[START Data for this task]

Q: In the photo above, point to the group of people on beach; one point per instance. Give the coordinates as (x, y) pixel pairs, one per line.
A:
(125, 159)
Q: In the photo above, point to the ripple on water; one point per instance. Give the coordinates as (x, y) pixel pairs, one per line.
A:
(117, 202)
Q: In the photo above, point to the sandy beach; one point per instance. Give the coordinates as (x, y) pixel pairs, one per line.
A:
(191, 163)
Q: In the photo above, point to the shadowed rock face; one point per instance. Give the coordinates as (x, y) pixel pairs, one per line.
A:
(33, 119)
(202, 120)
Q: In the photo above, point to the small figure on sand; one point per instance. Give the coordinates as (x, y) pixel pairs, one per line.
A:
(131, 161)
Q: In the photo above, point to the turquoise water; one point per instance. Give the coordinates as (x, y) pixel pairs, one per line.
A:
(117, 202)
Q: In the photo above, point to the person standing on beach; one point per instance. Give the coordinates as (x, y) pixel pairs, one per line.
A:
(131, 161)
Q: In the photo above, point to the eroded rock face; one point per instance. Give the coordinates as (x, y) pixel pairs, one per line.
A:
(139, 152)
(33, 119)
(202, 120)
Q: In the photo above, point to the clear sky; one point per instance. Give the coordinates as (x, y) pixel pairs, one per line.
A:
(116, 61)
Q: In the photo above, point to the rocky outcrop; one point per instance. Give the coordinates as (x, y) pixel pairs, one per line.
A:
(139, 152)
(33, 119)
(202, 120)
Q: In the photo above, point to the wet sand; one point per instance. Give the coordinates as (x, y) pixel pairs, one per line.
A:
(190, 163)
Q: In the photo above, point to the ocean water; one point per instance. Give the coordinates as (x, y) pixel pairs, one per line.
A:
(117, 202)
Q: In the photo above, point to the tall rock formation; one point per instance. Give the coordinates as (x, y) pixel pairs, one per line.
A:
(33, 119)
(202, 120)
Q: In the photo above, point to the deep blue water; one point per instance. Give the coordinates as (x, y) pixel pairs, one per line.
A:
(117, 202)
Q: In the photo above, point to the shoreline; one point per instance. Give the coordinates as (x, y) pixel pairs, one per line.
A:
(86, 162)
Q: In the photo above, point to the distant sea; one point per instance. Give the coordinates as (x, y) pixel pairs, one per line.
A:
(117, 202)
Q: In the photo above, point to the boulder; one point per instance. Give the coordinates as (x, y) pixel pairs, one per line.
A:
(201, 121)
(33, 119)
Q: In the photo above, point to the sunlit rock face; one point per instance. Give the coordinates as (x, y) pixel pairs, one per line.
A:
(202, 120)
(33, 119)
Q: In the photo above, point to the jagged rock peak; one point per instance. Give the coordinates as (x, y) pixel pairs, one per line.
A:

[END Data for this task]

Directive: Locate the line with "Q: In the photo above, point to the person" in the entries above; extract it and every line after it, verbatim.

Answer to this task:
Q: In the photo above, point to the person standing on beach; one point per instance. Give the coordinates as (x, y) pixel pairs, one per line.
A:
(131, 161)
Q: In the photo above, point to the eroded rock face; one point per instance. Give the coordinates as (x, y) pixel pairs, one per line.
A:
(139, 152)
(33, 119)
(202, 120)
Q: In the photo above, point to the clear sky; one point per instance. Give the coordinates as (x, y) pixel pairs, one per line.
A:
(116, 61)
Q: In the photo above, point to the rocky outcrop; one point per instance. Give the coordinates as (x, y) pixel pairs, one per line.
A:
(139, 152)
(33, 119)
(202, 120)
Q: In the photo above, point to the wet sand; one point per instance. Give the coordinates as (x, y) pixel pairs, one per line.
A:
(190, 163)
Q: In the photo above, point to the ocean water; one point per instance. Give the coordinates as (x, y) pixel pairs, one per line.
A:
(117, 202)
Q: In the photo above, point to the tall rock formation; one point per instance. Give the coordinates as (x, y) pixel pairs, one per line.
A:
(33, 119)
(202, 120)
Q: In the photo above, point to the deep blue water; one point per instance. Give the coordinates as (x, y) pixel pairs, one per line.
A:
(117, 202)
Q: In the photo above, point to the shoreline; one point per instance. Give the coordinates as (x, y) pixel pairs, one per line.
A:
(86, 162)
Q: In the photo above, point to the distant sea; one point per instance. Give the coordinates as (x, y) pixel pairs, one per line.
A:
(117, 202)
Q: In the photo above, point to the boulder; one point per instance. Give the coordinates as (x, y) pixel pairs, one per line.
A:
(201, 121)
(33, 119)
Q: In the photo above, point to the sunlit rock face; one point per instance. Give the coordinates as (x, y) pixel pairs, one per line.
A:
(202, 120)
(33, 119)
Q: In the photo above, point to the jagged rock peak; one point per instance. Give the coordinates as (x, y) pixel pairs, one per line.
A:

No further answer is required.